### Task directions
Repeat every entry exactly as it stands. Omit the images.

### Exercise input

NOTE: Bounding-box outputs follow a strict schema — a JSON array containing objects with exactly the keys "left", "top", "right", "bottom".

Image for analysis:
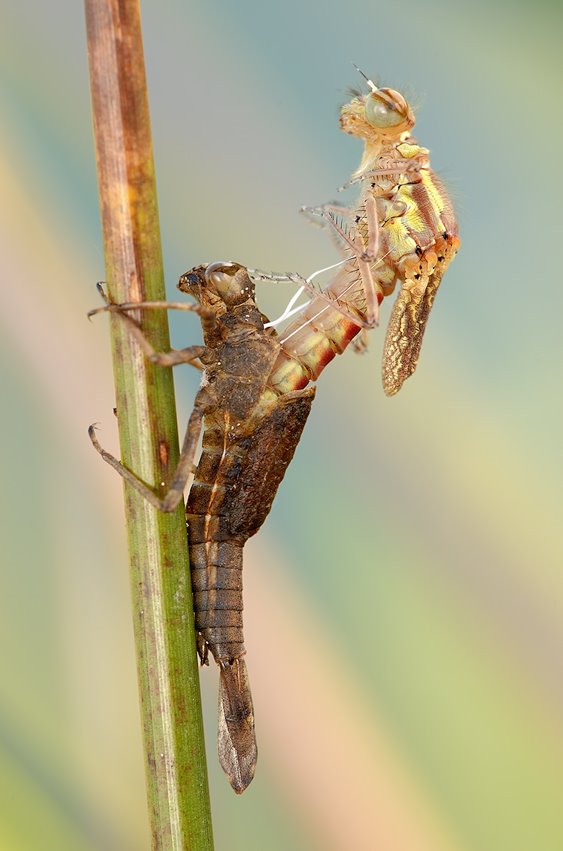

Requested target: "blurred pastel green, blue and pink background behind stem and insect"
[{"left": 0, "top": 0, "right": 563, "bottom": 851}]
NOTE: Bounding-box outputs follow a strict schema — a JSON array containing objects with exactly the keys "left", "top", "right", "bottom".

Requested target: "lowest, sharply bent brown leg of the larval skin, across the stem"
[{"left": 88, "top": 388, "right": 209, "bottom": 511}]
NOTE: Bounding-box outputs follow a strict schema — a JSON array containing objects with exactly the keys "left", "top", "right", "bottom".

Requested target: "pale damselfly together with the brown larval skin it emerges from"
[{"left": 90, "top": 73, "right": 459, "bottom": 793}]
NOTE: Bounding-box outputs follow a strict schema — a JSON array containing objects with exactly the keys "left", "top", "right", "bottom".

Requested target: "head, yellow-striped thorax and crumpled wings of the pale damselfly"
[{"left": 340, "top": 78, "right": 459, "bottom": 395}]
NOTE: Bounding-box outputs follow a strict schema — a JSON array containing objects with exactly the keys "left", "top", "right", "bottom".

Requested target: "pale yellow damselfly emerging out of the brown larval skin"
[{"left": 256, "top": 72, "right": 459, "bottom": 396}]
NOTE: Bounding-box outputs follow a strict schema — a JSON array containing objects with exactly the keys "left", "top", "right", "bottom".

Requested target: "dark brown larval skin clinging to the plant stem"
[{"left": 90, "top": 263, "right": 315, "bottom": 793}]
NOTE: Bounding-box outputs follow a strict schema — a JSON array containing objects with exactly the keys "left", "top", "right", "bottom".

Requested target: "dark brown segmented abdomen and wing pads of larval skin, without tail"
[{"left": 186, "top": 388, "right": 314, "bottom": 663}]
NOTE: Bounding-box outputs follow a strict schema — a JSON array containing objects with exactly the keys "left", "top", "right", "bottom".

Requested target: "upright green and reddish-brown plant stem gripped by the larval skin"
[{"left": 85, "top": 0, "right": 213, "bottom": 851}]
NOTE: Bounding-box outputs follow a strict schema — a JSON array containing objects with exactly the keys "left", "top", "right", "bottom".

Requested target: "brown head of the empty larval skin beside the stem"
[{"left": 178, "top": 261, "right": 255, "bottom": 307}]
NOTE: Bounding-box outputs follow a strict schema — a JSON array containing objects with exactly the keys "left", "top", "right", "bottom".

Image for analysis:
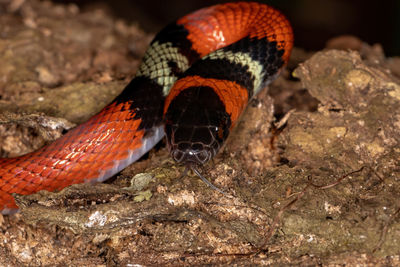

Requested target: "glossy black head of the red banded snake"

### Task solution
NOTE: Bounding-box outputs follow a strict schema — a JSON array containing objects with exactly the keys "left", "top", "right", "bottom".

Image for analysis:

Requested target: "blurred pastel green, blue and pink background behind stem and insect"
[{"left": 0, "top": 0, "right": 563, "bottom": 851}]
NOTE: Bounding-box outputs follow a strict schema — a JSON array containing objects with exactly the keys "left", "top", "right", "bottom".

Requested target: "lowest, sharply bent brown leg of the larval skin, across the stem"
[{"left": 88, "top": 388, "right": 209, "bottom": 511}]
NOTE: Bounding-box outputs follow a strict schema — a JSON array containing objects with exactly the keys "left", "top", "right", "bottom".

Requested target: "pale damselfly together with the brown larval skin it emerges from"
[{"left": 90, "top": 73, "right": 459, "bottom": 793}]
NOTE: Bounding-box outputs follow a strict schema — a JSON array containing objects with exactly the keys "left", "top", "right", "bottom".

Requested target: "head, yellow-striped thorax and crumpled wings of the pale damselfly"
[{"left": 340, "top": 78, "right": 459, "bottom": 395}]
NOTE: Bounding-box outputs follow a strict schema — a JSON array containing objects with exactly the keys "left", "top", "right", "bottom".

Requested target: "pale yellow damselfly emerging out of the brown larval skin"
[{"left": 256, "top": 72, "right": 459, "bottom": 396}]
NOTE: Bounding-box outputs follow a strict schema — a JSON array containing objects with exactly the keys "left", "top", "right", "bottom".

Requested target: "dark brown larval skin clinging to the plant stem"
[{"left": 90, "top": 263, "right": 315, "bottom": 793}]
NOTE: Bounding-box outputs follow a strict schema — a JSON array containing objects with exactly the keys "left", "top", "right", "bottom".

Requested target: "dark brown segmented abdomen and wing pads of larval skin, without tail"
[{"left": 186, "top": 388, "right": 314, "bottom": 663}]
NOTE: Bounding-box outputs follow a strict schema — a JSON array containing objects with exactly the keys "left", "top", "right", "bottom".

Requested target: "upright green and reddish-brown plant stem gripped by the larval skin"
[{"left": 85, "top": 0, "right": 213, "bottom": 851}]
NOTE: Bounding-box outputs follow a strict schema — a JSON array containing objects with exactly the keys "left", "top", "right", "bottom".

Requested target: "brown head of the empty larval skin beside the stem"
[{"left": 178, "top": 261, "right": 255, "bottom": 307}]
NOTE: Bounding-box outputs follow a strict schema — a JSON array containing objects with exactly the keys "left", "top", "right", "bottom".

Image for analysis:

Requested target: "glossy black head of the red banded snake"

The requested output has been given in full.